### Your objective:
Which lines of the material contain the word "sandy"? Show each such line in full.
··· Input material
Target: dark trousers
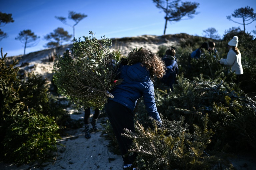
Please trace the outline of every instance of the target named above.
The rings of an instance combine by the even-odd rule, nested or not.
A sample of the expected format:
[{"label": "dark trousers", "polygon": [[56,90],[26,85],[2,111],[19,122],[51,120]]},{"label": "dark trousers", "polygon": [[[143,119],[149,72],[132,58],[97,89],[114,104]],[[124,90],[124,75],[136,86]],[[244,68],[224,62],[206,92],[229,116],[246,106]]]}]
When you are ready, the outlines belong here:
[{"label": "dark trousers", "polygon": [[[91,114],[90,108],[84,108],[84,124],[88,125],[90,123],[90,115]],[[97,119],[100,115],[100,110],[98,109],[95,109],[94,110],[94,114],[93,118]]]},{"label": "dark trousers", "polygon": [[122,136],[121,134],[124,133],[125,128],[133,132],[135,131],[133,112],[128,108],[110,100],[108,100],[105,105],[105,109],[117,139],[124,164],[132,164],[136,159],[135,154],[131,156],[125,155],[132,140]]},{"label": "dark trousers", "polygon": [[242,74],[237,74],[236,77],[236,80],[234,80],[234,82],[237,84],[238,84],[240,82],[240,79],[241,78],[242,75]]}]

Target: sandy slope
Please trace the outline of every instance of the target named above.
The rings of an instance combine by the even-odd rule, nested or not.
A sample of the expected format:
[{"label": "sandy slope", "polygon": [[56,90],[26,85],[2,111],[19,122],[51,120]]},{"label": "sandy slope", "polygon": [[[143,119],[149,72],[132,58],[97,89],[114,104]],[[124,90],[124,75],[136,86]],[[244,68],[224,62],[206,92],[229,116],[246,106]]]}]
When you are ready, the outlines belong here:
[{"label": "sandy slope", "polygon": [[[159,46],[164,45],[171,46],[175,44],[177,40],[171,38],[168,39],[166,37],[148,35],[138,36],[136,38],[132,40],[130,38],[127,38],[128,40],[126,41],[123,40],[112,40],[112,43],[115,49],[120,49],[121,53],[127,56],[133,48],[141,46],[146,47],[153,52],[156,52]],[[67,45],[61,47],[56,51],[56,53],[61,55],[66,48],[71,46],[71,45]],[[49,62],[48,59],[48,54],[51,50],[45,50],[29,54],[20,61],[19,66],[20,66],[22,63],[27,62],[29,65],[21,67],[21,69],[28,72],[34,71],[35,73],[41,75],[43,77],[51,80],[53,64],[53,62]],[[73,119],[83,118],[82,113],[73,115],[72,114],[74,111],[70,109],[69,111]],[[99,124],[100,122],[99,120],[98,123],[98,127],[102,130],[103,128]],[[49,163],[46,167],[40,169],[122,169],[123,161],[121,156],[115,155],[109,151],[107,147],[108,141],[100,136],[101,132],[91,134],[92,138],[87,140],[84,137],[83,130],[83,128],[81,128],[69,131],[70,136],[63,137],[59,141],[66,146],[64,148],[60,148],[56,161]],[[109,159],[113,160],[109,160]],[[234,159],[232,163],[238,170],[256,170],[256,161],[251,157],[238,157]],[[18,167],[12,164],[0,162],[0,170],[26,170],[31,167],[26,165]],[[32,168],[35,169],[39,168]],[[214,169],[218,169],[217,168]]]}]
······
### Result for this exercise:
Target: sandy slope
[{"label": "sandy slope", "polygon": [[56,90],[26,85],[2,111],[19,122],[51,120]]},{"label": "sandy slope", "polygon": [[[143,119],[149,72],[132,58],[97,89],[114,104]],[[124,90],[124,75],[136,86]],[[244,68],[224,62],[206,92],[229,116],[246,106]]]}]
[{"label": "sandy slope", "polygon": [[[159,46],[164,45],[171,46],[175,44],[177,40],[171,38],[168,39],[166,37],[148,35],[138,36],[136,38],[132,40],[130,38],[127,38],[128,40],[126,41],[123,40],[112,40],[112,43],[115,49],[120,49],[121,53],[127,56],[133,48],[141,46],[146,47],[153,52],[156,52]],[[67,45],[61,47],[56,51],[56,53],[61,55],[66,48],[71,46],[71,45]],[[49,62],[48,59],[48,54],[51,50],[45,50],[29,54],[20,61],[19,66],[20,66],[22,63],[27,62],[29,65],[21,67],[21,69],[28,72],[34,71],[35,73],[41,75],[43,77],[51,80],[53,64],[53,62]],[[73,119],[83,118],[82,113],[73,115],[72,114],[74,111],[70,109],[69,111]],[[99,124],[100,122],[99,120],[98,123],[98,127],[102,130],[103,128]],[[49,163],[46,167],[40,169],[122,169],[123,161],[121,156],[115,155],[109,151],[107,147],[108,141],[100,136],[101,132],[91,134],[92,138],[87,140],[84,137],[83,130],[83,128],[81,128],[69,131],[70,136],[63,137],[59,141],[66,146],[64,148],[60,148],[56,161]],[[109,159],[113,160],[109,160]],[[234,159],[232,163],[238,170],[256,170],[256,161],[251,157],[238,157]],[[18,167],[12,164],[0,162],[0,170],[26,170],[31,167],[26,165]],[[32,168],[35,169],[39,168]],[[214,169],[218,169],[217,168]]]}]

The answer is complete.